→ Exercise brief: Resume the newsletter post about the future of cities and buildings, continuing the transcript of the talk after its final sentence.

→ Excerpt provided:
----------

First, a couple of updates:
- Rethink with your ears: The audio version of Rethinking Real Estate is now available on Audible. Get it here.
- Rethink in Korean: Later this week, the Korean-language version of the book will be published — and will be available for purchase here.
Last week, I spoke at Pi Capital about changes in the labor market could mean for cities, offices, and income inequality. My 9-minute presentation was followed by a longer chat with Ahmed Hussain about investment, real estate, careers, and more.
Ahmed is Head of Family Offices - EMEA at Neuberger Berman. He writes an excellent newsletter about finance, technology, and life which I highly recommend.
A video of my presentation and our talk is available below. For those who prefer to read, I also included a trnascript of my talk with a selection of relevant slides.
Good afternoon everyone. I'm here to talk to you about the future of cities and buildings. To do that, we will spend the next ten minutes talking about something completely different: We will see what the world of digital media can teach us about the world of physical locations.

----------

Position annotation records
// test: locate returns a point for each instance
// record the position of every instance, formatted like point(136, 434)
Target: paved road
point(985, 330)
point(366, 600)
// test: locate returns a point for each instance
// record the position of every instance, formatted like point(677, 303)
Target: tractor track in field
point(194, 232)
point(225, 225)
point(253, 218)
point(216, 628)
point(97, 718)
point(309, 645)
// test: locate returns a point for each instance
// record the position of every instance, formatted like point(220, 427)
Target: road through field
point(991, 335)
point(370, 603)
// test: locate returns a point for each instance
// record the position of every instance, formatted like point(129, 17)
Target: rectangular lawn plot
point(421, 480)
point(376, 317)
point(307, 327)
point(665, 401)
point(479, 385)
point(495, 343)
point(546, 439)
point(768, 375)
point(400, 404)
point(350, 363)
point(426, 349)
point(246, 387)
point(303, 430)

----------

→ Written answer:
We begin with Jeffrey Katzenberg. Katzenberg is one of Hollywood's most successful executives. He served as the Chairman of Disney, Co-Founded Dreamworks, and produced some of the most successful films of all time. Katzenberg has a knack for picking winners. He knows what people want, and he knows how to give it to them.
But the world is changing. People are consuming video content on new types of devices and channels. Katzenberg looked at what's available and figured he could do better. In January 2020, he explained to a journalist that Netflix and other tech companies are nice, but they can't create the kind of stuff that old Hollywood can create. Jeffrey wanted to show them how it's done.
Since Netflix already dominated the TV and computer streaming world, Katzenberg realized the next new frontiers would be mobile video. He came up with an idea for a new mobile app that will serve only short videos. He called it QuiBi a portmanteau for "quick bites."
QuiBi would show short films and episodes produced specifically for the mobile world — using that special sauce that only Hollywood had. Katzenberg called it: "The third generation of film narrative." The plan made sense. Now it was time to turn it into a reality.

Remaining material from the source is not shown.